EXERCISE DESCRIPTION — Recast the items below as a JSON list of strings, one string per line, skipping blank lines. Leave the picture out.

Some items
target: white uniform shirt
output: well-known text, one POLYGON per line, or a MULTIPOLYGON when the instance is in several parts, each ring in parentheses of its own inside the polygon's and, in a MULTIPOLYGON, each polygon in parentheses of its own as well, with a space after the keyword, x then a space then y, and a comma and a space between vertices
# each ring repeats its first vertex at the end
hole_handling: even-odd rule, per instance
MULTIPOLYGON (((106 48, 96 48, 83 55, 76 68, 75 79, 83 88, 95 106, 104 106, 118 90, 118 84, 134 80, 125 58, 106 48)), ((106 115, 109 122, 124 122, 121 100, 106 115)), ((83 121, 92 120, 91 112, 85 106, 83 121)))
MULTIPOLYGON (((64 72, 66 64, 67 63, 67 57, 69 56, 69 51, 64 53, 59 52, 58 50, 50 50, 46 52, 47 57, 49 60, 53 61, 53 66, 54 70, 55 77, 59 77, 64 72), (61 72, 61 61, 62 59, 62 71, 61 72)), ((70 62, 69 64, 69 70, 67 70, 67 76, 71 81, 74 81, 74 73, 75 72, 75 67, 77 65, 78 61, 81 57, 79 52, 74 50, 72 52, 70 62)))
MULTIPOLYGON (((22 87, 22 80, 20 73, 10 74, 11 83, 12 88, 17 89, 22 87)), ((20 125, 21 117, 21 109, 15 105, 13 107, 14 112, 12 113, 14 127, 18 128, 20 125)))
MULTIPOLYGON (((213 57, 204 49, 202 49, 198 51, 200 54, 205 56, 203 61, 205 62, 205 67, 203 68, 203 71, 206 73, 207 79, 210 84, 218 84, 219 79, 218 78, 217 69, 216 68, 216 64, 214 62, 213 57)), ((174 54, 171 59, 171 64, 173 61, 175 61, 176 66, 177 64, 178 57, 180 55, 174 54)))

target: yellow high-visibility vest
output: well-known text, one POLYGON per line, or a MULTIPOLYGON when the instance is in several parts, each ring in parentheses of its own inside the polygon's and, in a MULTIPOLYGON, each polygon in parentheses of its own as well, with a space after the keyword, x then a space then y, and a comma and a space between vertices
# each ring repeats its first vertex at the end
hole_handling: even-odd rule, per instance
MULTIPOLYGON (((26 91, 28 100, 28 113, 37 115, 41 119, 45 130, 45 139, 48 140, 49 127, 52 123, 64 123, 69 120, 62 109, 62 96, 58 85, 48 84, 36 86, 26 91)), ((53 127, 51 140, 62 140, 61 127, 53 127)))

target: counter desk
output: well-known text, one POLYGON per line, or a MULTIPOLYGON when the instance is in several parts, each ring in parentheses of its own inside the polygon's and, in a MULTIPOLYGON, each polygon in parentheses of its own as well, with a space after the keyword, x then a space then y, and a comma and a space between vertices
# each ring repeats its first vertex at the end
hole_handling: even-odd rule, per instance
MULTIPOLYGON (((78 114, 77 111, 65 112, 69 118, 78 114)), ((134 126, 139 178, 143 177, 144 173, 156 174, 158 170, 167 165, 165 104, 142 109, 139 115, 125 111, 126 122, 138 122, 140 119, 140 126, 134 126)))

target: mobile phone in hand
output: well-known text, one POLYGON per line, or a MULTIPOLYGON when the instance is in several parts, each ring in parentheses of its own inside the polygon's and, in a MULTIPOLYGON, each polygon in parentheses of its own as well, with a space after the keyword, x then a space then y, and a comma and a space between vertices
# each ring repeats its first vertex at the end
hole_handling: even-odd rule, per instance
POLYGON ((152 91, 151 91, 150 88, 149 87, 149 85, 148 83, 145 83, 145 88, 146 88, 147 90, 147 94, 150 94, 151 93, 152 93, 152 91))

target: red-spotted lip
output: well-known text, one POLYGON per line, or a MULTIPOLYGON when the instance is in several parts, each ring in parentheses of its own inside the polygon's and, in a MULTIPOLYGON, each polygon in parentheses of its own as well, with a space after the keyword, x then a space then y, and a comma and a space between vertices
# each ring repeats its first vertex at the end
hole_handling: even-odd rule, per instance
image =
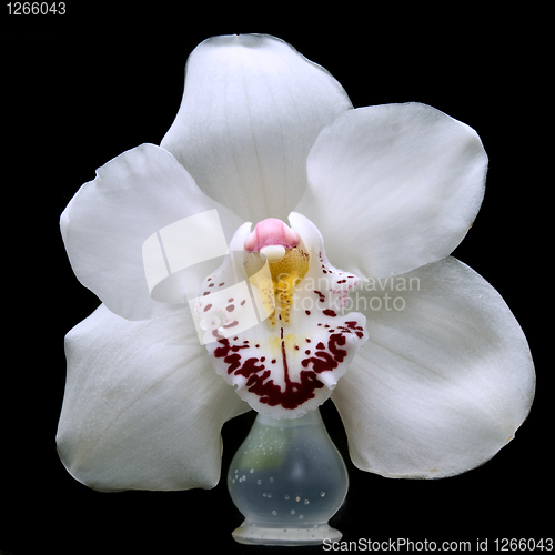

WRITTEN ANSWER —
[
  "target: white uniform shirt",
  "output: well-known text, one POLYGON per line, or a MULTIPOLYGON when the instance is in several parts, each ring in parentheses of its own inside the polygon's and, in a MULTIPOLYGON, each polygon in parentheses of its own as well, with a space after the keyword, x then a space then y, and a comma and a space between vertices",
  "# each ring repeats its first vertex at the end",
  "hole_handling: even-odd rule, per instance",
  "MULTIPOLYGON (((106 48, 96 48, 83 55, 76 68, 75 79, 83 88, 95 106, 104 106, 118 90, 118 84, 134 80, 125 58, 106 48)), ((106 115, 109 122, 124 122, 121 100, 106 115)), ((83 121, 92 120, 91 112, 85 106, 83 121)))",
  "MULTIPOLYGON (((64 72, 66 64, 67 63, 67 57, 69 56, 69 51, 64 53, 59 52, 58 50, 50 50, 46 52, 47 57, 49 60, 53 61, 53 66, 54 70, 55 77, 59 77, 64 72), (61 72, 61 61, 62 59, 62 71, 61 72)), ((70 62, 69 64, 69 70, 67 70, 67 76, 71 81, 74 81, 74 73, 75 72, 75 67, 77 65, 78 61, 81 57, 79 52, 74 50, 72 52, 70 62)))",
  "MULTIPOLYGON (((22 87, 22 80, 20 73, 10 74, 11 83, 12 88, 17 89, 22 87)), ((20 125, 21 117, 21 109, 15 105, 13 107, 14 112, 12 113, 14 127, 18 128, 20 125)))",
  "MULTIPOLYGON (((213 57, 204 49, 202 49, 198 51, 200 54, 205 56, 203 61, 205 62, 205 67, 203 68, 203 71, 206 73, 207 79, 210 84, 218 84, 219 79, 218 78, 217 69, 216 68, 216 64, 214 62, 213 57)), ((174 54, 171 59, 171 64, 173 61, 175 61, 176 66, 177 64, 178 57, 180 55, 174 54)))",
  "target: yellow high-visibility vest",
  "output: well-known text, one POLYGON per line, or a MULTIPOLYGON when the instance is in several parts, each ring in parentheses of its own inside the polygon's and, in a MULTIPOLYGON, each polygon in parentheses of its own as well, with a space after the keyword, x then a space then y, and a comma and a space between vertices",
  "# each ring repeats its first vertex at the end",
  "hole_handling: even-odd rule, per instance",
  "MULTIPOLYGON (((26 91, 28 100, 28 113, 37 115, 41 119, 45 130, 45 139, 48 140, 49 127, 52 123, 64 123, 69 120, 62 109, 62 96, 58 85, 48 84, 36 86, 26 91)), ((53 127, 51 140, 62 140, 61 127, 53 127)))",
  "target: counter desk",
  "output: well-known text, one POLYGON per line, or a MULTIPOLYGON when the instance is in several parts, each ring in parentheses of its own inside the polygon's and, in a MULTIPOLYGON, each polygon in parentheses of its own as well, with a space after the keyword, x then a space then y, and a comma and a space between vertices",
  "# each ring repeats its first vertex at the end",
  "hole_handling: even-odd rule, per instance",
  "MULTIPOLYGON (((78 114, 77 111, 65 112, 69 118, 78 114)), ((134 126, 139 178, 143 177, 144 173, 156 174, 158 170, 167 165, 165 104, 142 109, 139 115, 125 111, 126 122, 138 122, 140 119, 140 126, 134 126)))",
  "target: mobile phone in hand",
  "output: well-known text, one POLYGON per line, or a MULTIPOLYGON when the instance is in several parts, each ring in parentheses of its own inside the polygon's and, in a MULTIPOLYGON, each polygon in parentheses of its own as well, with a space after the keyword, x then a space then y, and a comma and a space between vertices",
  "# each ring repeats its first vertex at the end",
  "hole_handling: even-odd rule, per instance",
  "POLYGON ((152 91, 151 91, 150 88, 149 87, 149 85, 148 83, 145 83, 145 88, 146 88, 147 90, 147 94, 150 94, 151 93, 152 93, 152 91))",
  "target: red-spotted lip",
  "output: well-known text, one POLYGON per line, or a MULTIPOLYGON when the instance is in several parts, each ring in parentheses of its own inside the polygon's and, in a MULTIPOLYGON, each polygon in parentheses of its own as well, with a space after the keyword, x then a space then y, and a comma and a space between vertices",
  "# each ring repeats its first vertex at the end",
  "hole_handling: even-odd rule, per instance",
  "image ="
]